[Data records]
———

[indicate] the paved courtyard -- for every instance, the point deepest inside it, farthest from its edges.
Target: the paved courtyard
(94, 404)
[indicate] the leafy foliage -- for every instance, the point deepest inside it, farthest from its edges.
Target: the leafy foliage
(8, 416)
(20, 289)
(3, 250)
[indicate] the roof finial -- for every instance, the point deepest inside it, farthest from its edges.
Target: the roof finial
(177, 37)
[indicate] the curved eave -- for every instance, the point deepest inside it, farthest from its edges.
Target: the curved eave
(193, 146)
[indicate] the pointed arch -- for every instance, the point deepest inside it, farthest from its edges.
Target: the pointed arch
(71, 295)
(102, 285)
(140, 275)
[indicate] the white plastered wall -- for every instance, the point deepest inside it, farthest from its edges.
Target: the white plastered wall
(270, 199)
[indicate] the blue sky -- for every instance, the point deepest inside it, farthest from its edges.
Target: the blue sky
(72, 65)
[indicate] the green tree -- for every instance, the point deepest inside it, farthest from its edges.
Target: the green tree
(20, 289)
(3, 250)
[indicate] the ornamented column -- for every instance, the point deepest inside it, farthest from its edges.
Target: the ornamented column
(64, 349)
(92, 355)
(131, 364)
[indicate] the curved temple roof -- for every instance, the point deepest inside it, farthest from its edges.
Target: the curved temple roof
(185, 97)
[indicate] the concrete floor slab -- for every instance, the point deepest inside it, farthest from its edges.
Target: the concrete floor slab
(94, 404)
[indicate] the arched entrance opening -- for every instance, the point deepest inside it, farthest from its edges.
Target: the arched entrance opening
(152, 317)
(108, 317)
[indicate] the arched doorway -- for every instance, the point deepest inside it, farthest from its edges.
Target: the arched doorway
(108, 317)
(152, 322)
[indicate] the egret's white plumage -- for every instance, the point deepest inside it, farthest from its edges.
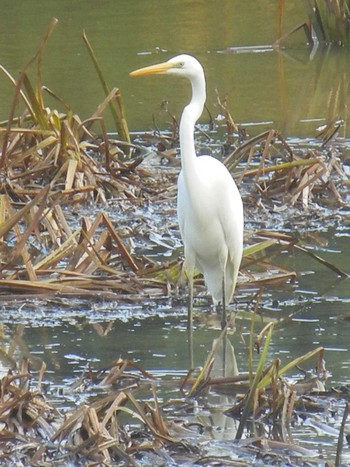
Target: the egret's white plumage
(210, 209)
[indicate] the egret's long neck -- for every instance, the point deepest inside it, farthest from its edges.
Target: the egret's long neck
(190, 115)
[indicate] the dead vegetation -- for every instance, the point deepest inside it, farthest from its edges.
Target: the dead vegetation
(119, 428)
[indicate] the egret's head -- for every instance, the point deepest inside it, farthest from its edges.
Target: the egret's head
(181, 65)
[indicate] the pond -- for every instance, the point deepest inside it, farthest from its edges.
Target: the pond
(293, 91)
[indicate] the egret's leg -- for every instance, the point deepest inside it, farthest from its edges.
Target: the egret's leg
(224, 318)
(224, 326)
(190, 318)
(190, 302)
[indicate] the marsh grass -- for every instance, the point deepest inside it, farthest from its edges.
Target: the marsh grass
(137, 415)
(328, 22)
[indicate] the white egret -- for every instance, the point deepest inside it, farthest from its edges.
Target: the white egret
(209, 205)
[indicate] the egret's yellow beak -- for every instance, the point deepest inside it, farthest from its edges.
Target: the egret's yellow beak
(153, 69)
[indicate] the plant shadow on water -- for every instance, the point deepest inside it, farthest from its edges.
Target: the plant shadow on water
(94, 344)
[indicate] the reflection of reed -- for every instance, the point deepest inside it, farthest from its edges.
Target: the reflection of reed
(315, 91)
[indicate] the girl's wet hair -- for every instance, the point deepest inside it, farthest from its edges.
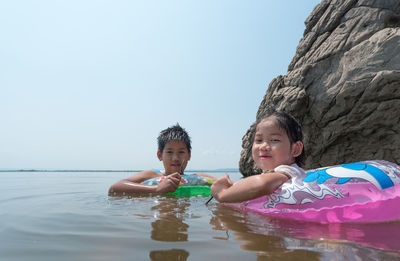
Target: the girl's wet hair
(175, 132)
(288, 123)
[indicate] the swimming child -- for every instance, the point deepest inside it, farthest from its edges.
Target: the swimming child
(174, 150)
(277, 149)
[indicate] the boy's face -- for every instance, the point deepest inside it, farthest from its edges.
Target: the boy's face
(174, 153)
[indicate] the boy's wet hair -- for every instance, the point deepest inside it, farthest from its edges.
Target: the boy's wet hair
(288, 123)
(175, 132)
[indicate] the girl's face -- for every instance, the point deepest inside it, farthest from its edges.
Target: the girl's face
(172, 156)
(272, 147)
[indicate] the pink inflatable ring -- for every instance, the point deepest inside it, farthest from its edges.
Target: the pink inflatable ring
(362, 192)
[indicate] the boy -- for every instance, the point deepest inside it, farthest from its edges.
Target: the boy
(174, 150)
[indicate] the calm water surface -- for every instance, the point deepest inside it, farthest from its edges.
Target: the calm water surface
(68, 216)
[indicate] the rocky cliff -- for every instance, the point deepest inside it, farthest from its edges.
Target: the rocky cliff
(343, 84)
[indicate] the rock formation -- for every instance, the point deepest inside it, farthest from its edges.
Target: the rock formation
(343, 84)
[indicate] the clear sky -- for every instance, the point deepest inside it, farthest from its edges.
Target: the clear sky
(90, 84)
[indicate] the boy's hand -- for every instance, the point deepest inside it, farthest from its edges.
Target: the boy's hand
(169, 184)
(220, 185)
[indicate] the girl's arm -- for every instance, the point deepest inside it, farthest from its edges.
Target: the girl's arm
(132, 185)
(249, 188)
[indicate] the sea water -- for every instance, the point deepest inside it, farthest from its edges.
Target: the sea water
(69, 216)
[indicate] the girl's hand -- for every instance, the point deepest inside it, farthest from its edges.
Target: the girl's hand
(220, 185)
(169, 184)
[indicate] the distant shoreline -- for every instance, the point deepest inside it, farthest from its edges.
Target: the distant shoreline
(88, 170)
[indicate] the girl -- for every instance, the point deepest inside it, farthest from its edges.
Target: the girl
(277, 150)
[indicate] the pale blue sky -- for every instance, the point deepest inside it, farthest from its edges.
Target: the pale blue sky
(90, 84)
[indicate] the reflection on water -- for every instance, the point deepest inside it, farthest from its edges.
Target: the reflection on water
(169, 227)
(173, 254)
(68, 216)
(273, 238)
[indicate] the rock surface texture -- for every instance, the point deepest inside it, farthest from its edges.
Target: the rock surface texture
(343, 85)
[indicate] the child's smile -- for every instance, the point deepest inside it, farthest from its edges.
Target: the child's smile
(175, 154)
(271, 146)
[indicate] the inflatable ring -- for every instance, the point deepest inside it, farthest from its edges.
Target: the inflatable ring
(190, 185)
(362, 192)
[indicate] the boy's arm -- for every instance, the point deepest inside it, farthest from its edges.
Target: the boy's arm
(249, 188)
(207, 176)
(132, 185)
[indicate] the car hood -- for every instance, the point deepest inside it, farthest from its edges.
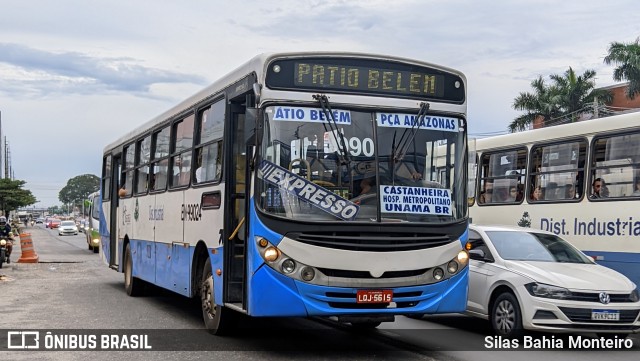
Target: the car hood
(573, 276)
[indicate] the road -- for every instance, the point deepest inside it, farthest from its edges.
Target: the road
(72, 292)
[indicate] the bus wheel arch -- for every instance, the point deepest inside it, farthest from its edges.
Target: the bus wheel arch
(200, 255)
(132, 285)
(217, 318)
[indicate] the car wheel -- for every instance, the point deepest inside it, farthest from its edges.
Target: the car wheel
(506, 318)
(132, 285)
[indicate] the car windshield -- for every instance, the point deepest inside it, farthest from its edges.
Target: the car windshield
(531, 246)
(391, 170)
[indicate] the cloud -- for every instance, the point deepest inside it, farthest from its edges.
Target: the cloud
(43, 72)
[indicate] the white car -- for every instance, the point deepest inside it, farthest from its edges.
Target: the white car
(527, 279)
(67, 227)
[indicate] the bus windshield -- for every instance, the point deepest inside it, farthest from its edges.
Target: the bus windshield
(364, 166)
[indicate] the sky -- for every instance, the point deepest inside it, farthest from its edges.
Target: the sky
(75, 75)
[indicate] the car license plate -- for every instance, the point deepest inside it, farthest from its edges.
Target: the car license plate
(605, 315)
(374, 296)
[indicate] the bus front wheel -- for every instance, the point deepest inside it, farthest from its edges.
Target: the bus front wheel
(216, 318)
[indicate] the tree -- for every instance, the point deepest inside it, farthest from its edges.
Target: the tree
(578, 93)
(565, 99)
(79, 188)
(627, 57)
(12, 196)
(543, 102)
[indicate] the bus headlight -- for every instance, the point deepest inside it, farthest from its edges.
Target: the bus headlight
(307, 273)
(288, 265)
(271, 254)
(438, 274)
(463, 257)
(283, 264)
(452, 267)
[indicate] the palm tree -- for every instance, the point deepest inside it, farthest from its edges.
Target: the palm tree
(627, 57)
(568, 97)
(578, 93)
(543, 102)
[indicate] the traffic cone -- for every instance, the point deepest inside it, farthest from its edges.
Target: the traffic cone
(26, 246)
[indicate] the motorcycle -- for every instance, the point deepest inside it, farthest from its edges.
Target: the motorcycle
(5, 245)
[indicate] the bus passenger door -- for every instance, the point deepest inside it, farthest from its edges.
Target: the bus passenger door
(116, 174)
(236, 224)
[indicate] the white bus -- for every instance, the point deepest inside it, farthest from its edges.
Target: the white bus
(248, 194)
(566, 163)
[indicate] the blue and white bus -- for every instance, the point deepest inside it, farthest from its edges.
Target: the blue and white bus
(248, 194)
(547, 178)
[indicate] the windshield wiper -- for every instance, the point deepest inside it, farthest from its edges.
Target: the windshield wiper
(333, 125)
(404, 143)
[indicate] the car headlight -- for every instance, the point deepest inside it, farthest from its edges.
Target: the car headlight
(547, 291)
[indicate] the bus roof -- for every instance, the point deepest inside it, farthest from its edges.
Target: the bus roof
(255, 65)
(571, 130)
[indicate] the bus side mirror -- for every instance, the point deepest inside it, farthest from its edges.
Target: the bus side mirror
(478, 255)
(253, 134)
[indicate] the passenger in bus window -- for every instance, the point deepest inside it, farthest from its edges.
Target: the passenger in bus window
(487, 194)
(520, 192)
(636, 187)
(537, 195)
(599, 189)
(366, 185)
(569, 191)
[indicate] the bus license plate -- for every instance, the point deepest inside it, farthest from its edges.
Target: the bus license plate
(605, 315)
(374, 296)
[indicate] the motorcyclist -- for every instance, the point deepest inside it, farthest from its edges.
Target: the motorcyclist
(5, 232)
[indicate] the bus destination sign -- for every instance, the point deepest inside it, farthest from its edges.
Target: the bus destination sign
(366, 76)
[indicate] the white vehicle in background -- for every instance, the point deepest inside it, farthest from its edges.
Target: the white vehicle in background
(527, 279)
(545, 179)
(67, 228)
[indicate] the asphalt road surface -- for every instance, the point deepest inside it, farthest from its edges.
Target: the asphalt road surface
(72, 293)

———

What you need to do ▸ Retype only this portion of the data above: the line containing "Target: the white bus", the line containing "[indicate] the bus side", and all lines between them, exactly.

Completed task ▸
Target: the white bus
(248, 194)
(566, 163)
[indicate] the blue and white bus -- for every instance, the point deepest inside it, farthest from its edges.
Target: the blue and white bus
(248, 194)
(547, 178)
[indicate] the windshield wiper -- for every instance, the point deepest inside it, farthest from its edges.
Target: the windshield wiper
(333, 125)
(404, 143)
[indicate] the car headlight -- for every instance, the point deepest inside it, farthest from its edges.
Target: the car headlight
(547, 291)
[indicate] the bus roof -- for every instance, the point deepest inside it, farthest from its edges.
Target: the bus roof
(255, 65)
(571, 130)
[indicate] the bus side mirror -- for every instance, the point deepest inside it, farthest from its edges.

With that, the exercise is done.